JOB A: Render the records as a numbered list with blank lines left out, starting at the line that contains "Target: firework spark" and ending with the last line of the records.

Purpose of the Study:

  • To realize a micrometer-scale superconducting quantum interference device (μ-SQUID) using boron-doped diamond (BDD) films.
  • To investigate the operational capabilities of BDD μ-SQUIDs in high magnetic fields.
  • To assess the potential for diamond-based superconducting devices in quantum motion detection.

Main Methods:

  • Fabrication of nanocrystalline boron-doped diamond (BDD) films.
  • Integration of BDD films into a micrometer-scale superconducting quantum interference device (μ-SQUID) architecture.
  • Testing of μ-SQUID performance in varying magnetic field strengths and directions.

Main Results:

  • Successful realization of a μ-SQUID constructed from superconducting BDD films.
  • Demonstration of stable μ-SQUID operation in magnetic fields up to 4 Tesla.
  • Confirmation of field direction-independent operation of the BDD μ-SQUID.

Conclusions:

  • Superconducting diamond is a viable material for fabricating high-performance μ-SQUIDs.
  • BDD μ-SQUIDs exhibit robust operation in strong magnetic fields, crucial for sensitive applications.
  • This work represents a significant advancement towards detecting quantum motion using diamond-based nanomechanical oscillators.

GIVEN INFORMATION:
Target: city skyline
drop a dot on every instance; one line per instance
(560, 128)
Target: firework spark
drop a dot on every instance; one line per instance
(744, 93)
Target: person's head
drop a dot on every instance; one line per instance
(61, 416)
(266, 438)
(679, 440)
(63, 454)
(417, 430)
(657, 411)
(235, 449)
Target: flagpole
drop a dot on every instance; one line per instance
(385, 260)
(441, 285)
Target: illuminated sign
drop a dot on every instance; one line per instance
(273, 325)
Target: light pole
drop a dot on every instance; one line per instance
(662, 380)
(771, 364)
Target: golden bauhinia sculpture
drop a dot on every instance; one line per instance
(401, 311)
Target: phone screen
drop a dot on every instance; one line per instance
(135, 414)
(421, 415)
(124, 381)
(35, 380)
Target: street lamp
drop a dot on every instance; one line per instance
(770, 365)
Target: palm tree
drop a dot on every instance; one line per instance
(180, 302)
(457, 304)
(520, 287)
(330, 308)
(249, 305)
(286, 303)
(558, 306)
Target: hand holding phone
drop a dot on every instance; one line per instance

JOB B: According to the study summary, up to what magnetic field strength was stable μ-SQUID operation demonstrated?

TASK ANSWER A:
1. Target: firework spark
2. drop a dot on every instance; one line per instance
3. (744, 93)
4. Target: person's head
5. drop a dot on every instance; one line per instance
6. (61, 416)
7. (266, 438)
8. (679, 440)
9. (63, 454)
10. (417, 430)
11. (657, 411)
12. (235, 449)
13. Target: flagpole
14. drop a dot on every instance; one line per instance
15. (385, 260)
16. (441, 285)
17. Target: illuminated sign
18. drop a dot on every instance; one line per instance
19. (273, 325)
20. Target: light pole
21. drop a dot on every instance; one line per instance
22. (662, 380)
23. (771, 364)
24. Target: golden bauhinia sculpture
25. drop a dot on every instance; one line per instance
26. (401, 311)
27. Target: phone screen
28. drop a dot on every instance; one line per instance
29. (135, 414)
30. (421, 415)
31. (124, 381)
32. (35, 380)
33. Target: street lamp
34. drop a dot on every instance; one line per instance
35. (770, 365)
36. Target: palm tree
37. drop a dot on every instance; one line per instance
38. (180, 302)
39. (457, 304)
40. (520, 287)
41. (330, 308)
42. (249, 305)
43. (286, 303)
44. (558, 306)
45. Target: hand holding phone
46. drop a dot on every instance; one line per instance

TASK ANSWER B: Up to 4 Tesla.